Short task:
Transcribe the listing that follows in full, omitting pictures.

Material provided:
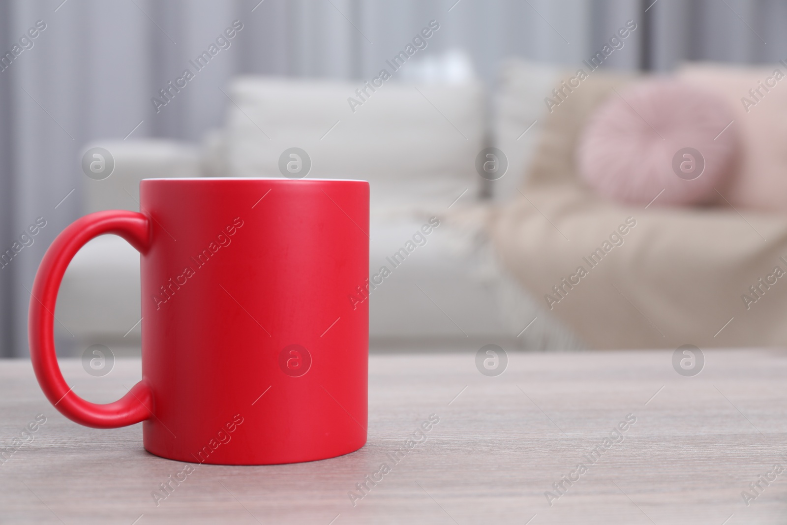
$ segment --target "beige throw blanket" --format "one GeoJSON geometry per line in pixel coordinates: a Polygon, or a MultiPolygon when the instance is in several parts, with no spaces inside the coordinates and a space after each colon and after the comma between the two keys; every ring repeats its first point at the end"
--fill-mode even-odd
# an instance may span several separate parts
{"type": "Polygon", "coordinates": [[[593,347],[787,343],[787,216],[631,207],[578,179],[584,123],[631,79],[594,75],[543,123],[522,195],[492,214],[504,264],[593,347]]]}

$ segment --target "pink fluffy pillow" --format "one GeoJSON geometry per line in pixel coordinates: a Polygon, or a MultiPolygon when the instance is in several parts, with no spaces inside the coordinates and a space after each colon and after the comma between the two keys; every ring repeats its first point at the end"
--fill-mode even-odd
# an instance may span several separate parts
{"type": "Polygon", "coordinates": [[[734,126],[725,130],[733,118],[714,92],[680,80],[613,91],[580,138],[580,176],[623,202],[708,202],[734,168],[739,140],[734,126]]]}

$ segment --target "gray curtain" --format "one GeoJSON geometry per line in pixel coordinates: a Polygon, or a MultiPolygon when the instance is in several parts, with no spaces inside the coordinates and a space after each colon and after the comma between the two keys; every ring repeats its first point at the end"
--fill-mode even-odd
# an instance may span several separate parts
{"type": "Polygon", "coordinates": [[[630,19],[639,27],[627,50],[604,67],[787,57],[787,5],[775,0],[0,0],[0,54],[46,24],[0,71],[0,250],[47,222],[0,268],[0,355],[27,354],[28,290],[46,246],[79,214],[86,142],[199,140],[220,125],[220,87],[232,76],[370,78],[433,19],[429,52],[465,50],[490,88],[502,58],[574,67],[630,19]],[[151,98],[235,20],[231,47],[157,113],[151,98]]]}

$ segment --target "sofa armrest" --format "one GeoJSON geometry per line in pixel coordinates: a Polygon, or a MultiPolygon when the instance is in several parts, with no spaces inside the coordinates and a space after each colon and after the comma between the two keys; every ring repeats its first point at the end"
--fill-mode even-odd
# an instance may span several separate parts
{"type": "Polygon", "coordinates": [[[104,209],[139,211],[139,181],[159,177],[198,177],[196,146],[163,139],[102,141],[88,144],[105,148],[115,163],[109,177],[94,180],[83,177],[83,213],[104,209]]]}

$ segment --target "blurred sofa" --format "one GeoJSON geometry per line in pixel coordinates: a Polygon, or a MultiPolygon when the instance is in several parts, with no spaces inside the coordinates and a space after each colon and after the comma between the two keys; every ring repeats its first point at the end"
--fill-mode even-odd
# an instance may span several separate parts
{"type": "MultiPolygon", "coordinates": [[[[712,85],[733,78],[722,94],[737,103],[738,87],[756,85],[765,71],[722,69],[722,80],[712,82],[690,65],[678,75],[712,85]]],[[[440,220],[427,244],[371,295],[372,346],[787,343],[781,320],[787,287],[760,283],[777,265],[787,268],[779,259],[787,257],[783,212],[739,205],[736,194],[702,208],[637,208],[600,198],[577,176],[577,141],[613,88],[637,76],[596,72],[550,113],[544,99],[567,74],[511,60],[492,93],[472,78],[405,79],[385,84],[354,112],[347,98],[359,87],[352,83],[237,78],[224,125],[201,144],[96,144],[113,153],[116,169],[102,181],[85,178],[84,211],[139,209],[139,181],[146,177],[281,176],[279,156],[297,146],[310,157],[309,177],[370,181],[372,270],[430,217],[440,220]],[[476,172],[476,156],[490,146],[503,152],[503,176],[476,172]],[[627,220],[636,227],[628,227],[625,244],[567,287],[563,278],[627,220]],[[547,298],[560,297],[556,287],[563,290],[557,303],[547,298]],[[743,301],[747,294],[756,301],[743,301]]],[[[778,176],[782,142],[756,150],[764,142],[757,128],[787,135],[770,116],[783,114],[787,99],[769,96],[773,107],[761,103],[764,113],[739,115],[737,125],[750,143],[747,154],[756,165],[763,155],[774,157],[767,165],[778,176]]],[[[767,195],[768,187],[760,193],[767,195]]],[[[95,239],[77,255],[57,305],[77,346],[139,345],[139,256],[119,238],[95,239]]]]}
{"type": "Polygon", "coordinates": [[[541,90],[543,98],[571,73],[510,65],[501,90],[501,147],[519,150],[527,165],[525,176],[501,181],[490,231],[501,264],[539,307],[596,348],[787,344],[787,285],[779,278],[787,274],[787,91],[771,86],[761,89],[756,107],[741,104],[785,66],[689,63],[674,73],[726,102],[734,116],[727,132],[740,135],[741,153],[733,179],[715,189],[715,205],[669,206],[605,199],[578,176],[575,153],[586,124],[637,76],[594,72],[538,117],[538,139],[525,151],[516,133],[537,118],[527,113],[527,94],[541,90]],[[589,264],[622,225],[623,242],[589,264]],[[572,283],[579,266],[588,275],[572,283]]]}
{"type": "MultiPolygon", "coordinates": [[[[491,246],[489,201],[481,198],[490,183],[475,168],[490,145],[482,86],[471,77],[433,80],[386,83],[353,111],[348,96],[359,87],[353,83],[236,78],[227,90],[224,125],[201,144],[86,145],[108,150],[116,167],[105,179],[85,178],[83,210],[138,211],[143,178],[281,177],[282,153],[301,148],[311,161],[309,178],[371,183],[372,272],[430,217],[440,220],[427,244],[371,293],[373,347],[581,346],[571,330],[540,312],[491,246]]],[[[77,336],[75,352],[93,343],[139,345],[139,264],[134,250],[113,236],[91,241],[75,257],[57,307],[77,336]]]]}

Answer to this problem:
$ segment --target "beige throw blanket" --format "one GeoJSON geometry per line in pixel coordinates: a Polygon, or a MultiPolygon when the instance is in several parts, with no spaces inside the coordinates and a space after each colon and after the comma between the two keys; every ring repeats its first point at the end"
--fill-mode even-odd
# an instance may span several separate parts
{"type": "Polygon", "coordinates": [[[593,347],[787,343],[787,216],[631,207],[578,179],[584,123],[631,79],[594,75],[543,123],[522,195],[492,214],[504,264],[593,347]]]}

$ segment --target "pink fluffy pillow" --format "one GeoJSON geometry per line in pixel coordinates: a Polygon, or a MultiPolygon when the instance is in several parts, with no spaces inside the coordinates and a space after each colon and after the comma between the two keys; every ring repeats its first point at the end"
--fill-mode even-odd
# an instance may span several separate parts
{"type": "Polygon", "coordinates": [[[734,126],[725,130],[733,118],[714,92],[680,80],[613,91],[580,138],[580,176],[623,202],[708,202],[734,168],[739,140],[734,126]]]}

$ segment --target "gray curtain" --format "one GeoJSON geometry per line in pixel coordinates: a Polygon, or a MultiPolygon when the instance is in several parts, with no spaces inside the coordinates and a space after each colon and after the comma between the two keys; every ring repeats its first point at the end"
--fill-mode even-odd
# an instance may span several separate parts
{"type": "Polygon", "coordinates": [[[630,19],[639,27],[627,50],[604,67],[787,57],[787,5],[775,0],[0,0],[0,54],[46,24],[0,71],[0,250],[47,222],[0,268],[0,355],[27,354],[28,290],[46,246],[79,214],[86,142],[199,140],[220,125],[220,87],[232,76],[370,78],[433,19],[429,52],[465,50],[490,88],[502,58],[574,67],[630,19]],[[151,98],[235,20],[231,47],[157,113],[151,98]]]}

$ segment --target "sofa armrest" --format "one GeoJSON geometry per line in pixel coordinates: a Polygon, or a MultiPolygon when the instance is in several parts, with no spaces inside the coordinates and a space after each colon and after the comma between the two keys; every ring repeats its first point at the end"
--fill-mode even-odd
# an instance may span several separate parts
{"type": "Polygon", "coordinates": [[[104,209],[139,211],[139,181],[159,177],[198,177],[196,146],[163,139],[102,141],[88,144],[105,148],[115,163],[109,177],[94,180],[83,177],[83,213],[104,209]]]}

$ segment --target "blurred sofa" --format "one GeoJSON geometry per line in pixel coordinates: a Polygon, or a MultiPolygon when the instance is in several parts, with no spaces inside the coordinates and a space after each colon and after the comma between the two keys; every ring repeats its first point at the end"
--fill-mode even-odd
# an instance may span several separate parts
{"type": "MultiPolygon", "coordinates": [[[[712,85],[733,78],[722,94],[737,103],[738,87],[756,85],[765,71],[722,69],[722,80],[712,82],[690,65],[678,75],[712,85]]],[[[440,220],[427,244],[371,295],[372,346],[787,343],[781,320],[787,287],[760,283],[777,265],[787,268],[779,259],[787,257],[783,212],[739,205],[736,194],[702,208],[637,208],[600,198],[577,176],[577,141],[613,88],[637,76],[596,72],[550,113],[544,99],[567,74],[511,60],[492,93],[472,78],[405,79],[385,84],[354,112],[347,98],[359,87],[352,83],[237,78],[224,125],[201,144],[96,144],[113,153],[116,169],[102,181],[85,178],[84,211],[139,209],[139,181],[146,177],[281,176],[279,156],[297,146],[310,157],[309,177],[370,181],[372,270],[430,217],[440,220]],[[476,172],[476,156],[490,146],[503,152],[503,176],[476,172]],[[627,220],[636,227],[628,227],[625,244],[567,287],[563,278],[627,220]],[[547,298],[560,297],[556,287],[563,290],[557,303],[547,298]],[[743,301],[747,294],[756,301],[743,301]]],[[[778,176],[782,142],[756,150],[764,142],[757,128],[787,135],[770,116],[783,114],[787,99],[769,96],[773,107],[761,103],[764,113],[739,115],[737,125],[750,143],[747,154],[756,165],[763,155],[774,157],[767,165],[778,176]]],[[[767,195],[768,187],[760,193],[767,195]]],[[[95,239],[77,255],[57,305],[77,346],[139,345],[139,256],[119,238],[95,239]]]]}
{"type": "Polygon", "coordinates": [[[541,90],[543,98],[571,73],[510,65],[501,90],[501,147],[519,150],[527,165],[525,176],[501,181],[490,231],[501,264],[539,307],[596,348],[787,344],[787,285],[779,278],[787,274],[787,91],[771,86],[761,89],[756,107],[741,104],[785,66],[689,63],[674,73],[726,102],[734,116],[727,132],[740,135],[741,153],[733,179],[715,189],[715,205],[669,206],[605,199],[578,176],[575,153],[586,124],[637,76],[594,72],[538,117],[538,139],[525,151],[516,133],[537,118],[527,113],[527,94],[541,90]],[[589,264],[622,225],[623,242],[589,264]],[[572,283],[579,266],[588,275],[572,283]]]}
{"type": "MultiPolygon", "coordinates": [[[[491,246],[489,201],[481,198],[490,183],[475,168],[490,145],[482,86],[471,77],[433,80],[386,83],[353,111],[348,96],[359,87],[353,83],[236,78],[227,90],[224,125],[201,144],[86,145],[108,150],[116,167],[105,179],[85,178],[83,210],[138,211],[143,178],[281,177],[282,153],[301,148],[311,161],[309,178],[371,183],[372,272],[430,217],[440,220],[427,244],[371,293],[373,347],[581,346],[571,330],[540,312],[491,246]]],[[[77,336],[75,352],[93,343],[139,345],[139,264],[134,250],[113,236],[91,241],[75,257],[57,307],[77,336]]]]}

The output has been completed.